Direction:
In the blog post below about the 2010 BASH Winter Tri, where would the top three finishers of the national championship be sent?

Extract to read:
Thursday, January 28, 2010

BASH Winter Tri, 2010

Because my posts have been pretty infrequent lately, and mainly to bury the first two images I used in my last post, I've decided to do the unthinkable and post twice in a single day. Last Saturday, I got all tri-geeked out for the Bash Winter Triathlon.

I raced this last year, and felt like I did pretty well for my first "tri." Last year, I showed up and immediately felt intimidated and overwhelmed. There were all these guys and gals that seemed to knew each other, had the awesome gear, and knew what they were doing. And here I was, having run a total of 3 times that year in preparation, trying compete with them. Well, it turns out that most of the participants last year were hacks like me, and most importantly, the majority of them appeared to have never ridden their bikes off-road (and the bike portion was on very soft groomed snow) and didn't know how to cross country ski.

This year, the competition and difficulty was raised up a notch. Or maybe 5-10 notches. It turns out that winter triathlons are somewhat of an official event, with a national championship and even a world championship. Last year, the national championship was held in Bend, Oregon. Apparently there were quite a few "real" triathletes there. Even Ned "the lung" Overend showed up and "only" managed a 6th place finish. I know he's getting up there in years and all, but he's still pretty dang fast.

It just so happened that this year, the winter triathlon national championship was being held right here in Soldier Hollow in conjunction with the Bash Winter Tri, and the top three finishers would be sent to the world championships in Norway. I figured that the level of competition would go up due to this, but I didn't expect it to go up by as much as it did. Oh, and Ned didn't show up. I think I scared him off.

Supplied information:
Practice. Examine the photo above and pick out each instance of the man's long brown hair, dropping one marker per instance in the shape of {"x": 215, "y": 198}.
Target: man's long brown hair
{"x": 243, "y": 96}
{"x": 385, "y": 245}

Solution to this exercise:
They would be sent to the world championships in Norway.